-- BEGIN RECORD EXCERPTS --
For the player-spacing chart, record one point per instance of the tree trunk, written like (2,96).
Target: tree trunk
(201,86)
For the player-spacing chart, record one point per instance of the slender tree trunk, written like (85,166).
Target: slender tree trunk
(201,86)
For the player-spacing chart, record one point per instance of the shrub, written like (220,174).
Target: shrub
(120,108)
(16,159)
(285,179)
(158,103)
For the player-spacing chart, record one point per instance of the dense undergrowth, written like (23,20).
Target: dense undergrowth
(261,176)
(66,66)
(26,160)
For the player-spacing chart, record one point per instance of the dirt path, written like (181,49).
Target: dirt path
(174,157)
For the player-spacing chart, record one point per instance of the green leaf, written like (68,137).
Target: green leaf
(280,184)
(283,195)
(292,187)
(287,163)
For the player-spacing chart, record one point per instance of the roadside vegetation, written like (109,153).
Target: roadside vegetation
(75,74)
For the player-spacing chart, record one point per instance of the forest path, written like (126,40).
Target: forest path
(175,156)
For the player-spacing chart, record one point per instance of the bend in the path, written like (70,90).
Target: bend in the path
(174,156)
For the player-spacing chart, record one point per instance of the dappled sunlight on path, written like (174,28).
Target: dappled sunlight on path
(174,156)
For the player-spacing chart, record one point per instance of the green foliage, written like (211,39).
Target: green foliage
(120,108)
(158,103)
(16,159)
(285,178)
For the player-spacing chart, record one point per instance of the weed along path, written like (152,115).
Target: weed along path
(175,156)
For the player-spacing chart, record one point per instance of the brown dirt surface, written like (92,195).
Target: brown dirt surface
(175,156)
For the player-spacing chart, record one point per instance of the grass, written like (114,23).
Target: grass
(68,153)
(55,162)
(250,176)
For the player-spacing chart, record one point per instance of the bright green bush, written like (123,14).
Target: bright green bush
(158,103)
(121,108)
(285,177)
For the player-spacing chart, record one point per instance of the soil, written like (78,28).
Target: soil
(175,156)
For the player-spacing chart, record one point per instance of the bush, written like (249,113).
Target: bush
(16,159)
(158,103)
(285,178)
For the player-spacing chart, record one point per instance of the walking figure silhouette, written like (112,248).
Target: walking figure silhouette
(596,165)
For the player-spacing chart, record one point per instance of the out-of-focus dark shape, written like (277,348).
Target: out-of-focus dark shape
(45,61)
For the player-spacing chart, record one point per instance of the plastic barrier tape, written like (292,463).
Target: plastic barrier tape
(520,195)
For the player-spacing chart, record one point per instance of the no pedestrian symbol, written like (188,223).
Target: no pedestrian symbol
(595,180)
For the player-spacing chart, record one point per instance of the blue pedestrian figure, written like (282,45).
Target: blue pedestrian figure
-- END RECORD EXCERPTS --
### EXERCISE REQUIREMENTS
Format the lines of the listing as a JSON list of strings, one string per line, with blank lines omitted.

### EXERCISE ANSWER
[
  "For the player-spacing chart, record one point per instance of the tree trunk, written like (2,96).",
  "Target: tree trunk",
  "(201,86)",
  "For the player-spacing chart, record one point per instance of the slender tree trunk, written like (85,166).",
  "Target: slender tree trunk",
  "(201,86)",
  "For the player-spacing chart, record one point per instance of the shrub, written like (220,174).",
  "Target: shrub",
  "(120,108)",
  "(16,159)",
  "(285,179)",
  "(158,103)",
  "For the player-spacing chart, record one point per instance of the dense undergrowth, written like (23,20).",
  "Target: dense undergrowth",
  "(261,176)",
  "(66,66)",
  "(26,160)",
  "For the player-spacing chart, record one point per instance of the dirt path, written like (181,49).",
  "Target: dirt path",
  "(174,157)",
  "For the player-spacing chart, record one point per instance of the green leaf, written like (68,137).",
  "Target: green leaf",
  "(280,184)",
  "(283,195)",
  "(292,187)",
  "(287,163)",
  "For the player-spacing chart, record one point per instance of the roadside vegetation, written like (109,153).",
  "Target: roadside vegetation",
  "(75,74)",
  "For the player-spacing chart, record one point per instance of the forest path, written like (126,40).",
  "Target: forest path",
  "(175,156)",
  "For the player-spacing chart, record one point per instance of the bend in the path, written like (70,90).",
  "Target: bend in the path",
  "(174,156)",
  "For the player-spacing chart, record one point per instance of the dappled sunlight on path, written like (174,28).",
  "Target: dappled sunlight on path",
  "(174,156)",
  "For the player-spacing chart, record one point per instance of the green foliage, written like (211,39).",
  "Target: green foliage",
  "(120,108)",
  "(158,103)",
  "(16,159)",
  "(285,178)",
  "For the player-spacing chart, record one point per instance of the weed along path, written like (152,115).",
  "Target: weed along path",
  "(175,156)",
  "For the player-spacing chart, record one point per instance of the brown dirt surface, written like (92,195).",
  "Target: brown dirt surface",
  "(175,156)",
  "For the player-spacing chart, record one point per instance of the grass, written like (114,23).",
  "Target: grass",
  "(68,153)",
  "(55,162)",
  "(250,176)",
  "For the player-spacing chart, record one point per instance of the bright green bush, written like (123,14).",
  "Target: bright green bush",
  "(158,103)",
  "(121,108)",
  "(285,177)",
  "For the player-spacing chart, record one point per instance of the soil, written like (78,28).",
  "Target: soil",
  "(175,156)",
  "For the player-spacing chart, record one point per instance of the bush, written like (249,113).",
  "Target: bush",
  "(16,159)",
  "(158,103)",
  "(285,178)",
  "For the player-spacing chart, record one point per instance of the walking figure silhouette, written like (112,248).",
  "Target: walking figure silhouette",
  "(596,165)",
  "For the player-spacing chart, record one point per instance of the out-of-focus dark shape, written like (277,348).",
  "Target: out-of-focus dark shape",
  "(45,61)",
  "For the player-spacing chart, record one point per instance of the plastic barrier tape, written like (292,463).",
  "Target: plastic barrier tape",
  "(520,195)",
  "For the player-spacing chart, record one point per instance of the no pedestrian symbol, written like (188,223).",
  "Target: no pedestrian symbol",
  "(595,180)",
  "For the player-spacing chart, record one point per instance of the blue pedestrian figure, written like (282,45).",
  "Target: blue pedestrian figure"
]